### Aim of the task
Reproduce all of the data below without changing a single character.

### Supplied data
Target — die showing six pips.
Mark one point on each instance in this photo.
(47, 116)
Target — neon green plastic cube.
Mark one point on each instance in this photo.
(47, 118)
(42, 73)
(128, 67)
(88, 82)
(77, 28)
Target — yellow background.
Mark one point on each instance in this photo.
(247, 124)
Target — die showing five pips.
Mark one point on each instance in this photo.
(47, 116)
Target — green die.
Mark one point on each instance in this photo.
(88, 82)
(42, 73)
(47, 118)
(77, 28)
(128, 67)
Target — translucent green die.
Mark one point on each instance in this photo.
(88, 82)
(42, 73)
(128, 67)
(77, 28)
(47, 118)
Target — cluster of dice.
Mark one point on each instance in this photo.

### Complete response
Target — die showing six pips.
Mark one point on each instance in this photo.
(47, 116)
Target — neon green plastic cube.
Mark one point on each instance in this photo.
(47, 118)
(42, 73)
(128, 67)
(88, 82)
(77, 28)
Target — yellow background.
Mark one point on each instance in this photo.
(247, 124)
Target — die showing five pips.
Mark one point on each instance in this photo.
(47, 116)
Target — green die.
Mark one point on each instance in this photo.
(88, 82)
(42, 73)
(47, 118)
(77, 28)
(128, 67)
Target — translucent green die.
Mark one point on each instance in this photo.
(88, 82)
(42, 73)
(128, 67)
(77, 28)
(47, 118)
Target — cluster of dice.
Mark one point on each instance in this photo.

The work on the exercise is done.